● **Written exercise A**:
Repeat the detect() API reference records below line for line, without any changes.

● **Supplied passage**:
═══
Using Weka from Python

I have recently used Weka for trying out different classifiers for a vision-based task. Unfortunately, when I tried to re-implement the trained classifier in Python in order to integrate it within my experimental framework, I had some problems:

  1. Not all Weka classifiers output the trained "model" as a complete textual representation (i.e. J48 decision tree is output, while Random Forests aren't).
  2. Every classifier has its own output format (i.e. a J48 tree parser was quickly hacked, but ADTrees already look slightly different, requiring a modified parser).
  3. With the MultilayerPerceptron, my reimplementation would not give the same results as the Weka original, although I cannot see where one could possibly make a mistake with such a simple classifier.
  4. In any case, some effort is needed to integrate other classifiers into one's own program, since the only common, reusable format for Weka's classifiers is what "save model" produces: serialized Java objects, which cannot be loaded with other languages.
═══
● **Data supplied**:

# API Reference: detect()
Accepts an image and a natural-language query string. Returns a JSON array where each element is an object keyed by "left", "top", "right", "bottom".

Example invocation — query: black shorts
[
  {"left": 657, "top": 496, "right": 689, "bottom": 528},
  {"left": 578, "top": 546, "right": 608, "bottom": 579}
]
═══
● **Written exercise B**:
Transcribe the stretch of the Weka passage from "I have recently" through "a modified parser)." word for word.

● **Exercise output A**:
# API Reference: detect()
Accepts an image and a natural-language query string. Returns a JSON array where each element is an object keyed by "left", "top", "right", "bottom".

Example invocation — query: black shorts
[
  {"left": 657, "top": 496, "right": 689, "bottom": 528},
  {"left": 578, "top": 546, "right": 608, "bottom": 579}
]

● **Exercise output B**:
I have recently used Weka for trying out different classifiers for a vision-based task. Unfortunately, when I tried to re-implement the trained classifier in Python in order to integrate it within my experimental framework, I had some problems:

  1. Not all Weka classifiers output the trained "model" as a complete textual representation (i.e. J48 decision tree is output, while Random Forests aren't).
  2. Every classifier has its own output format (i.e. a J48 tree parser was quickly hacked, but ADTrees already look slightly different, requiring a modified parser).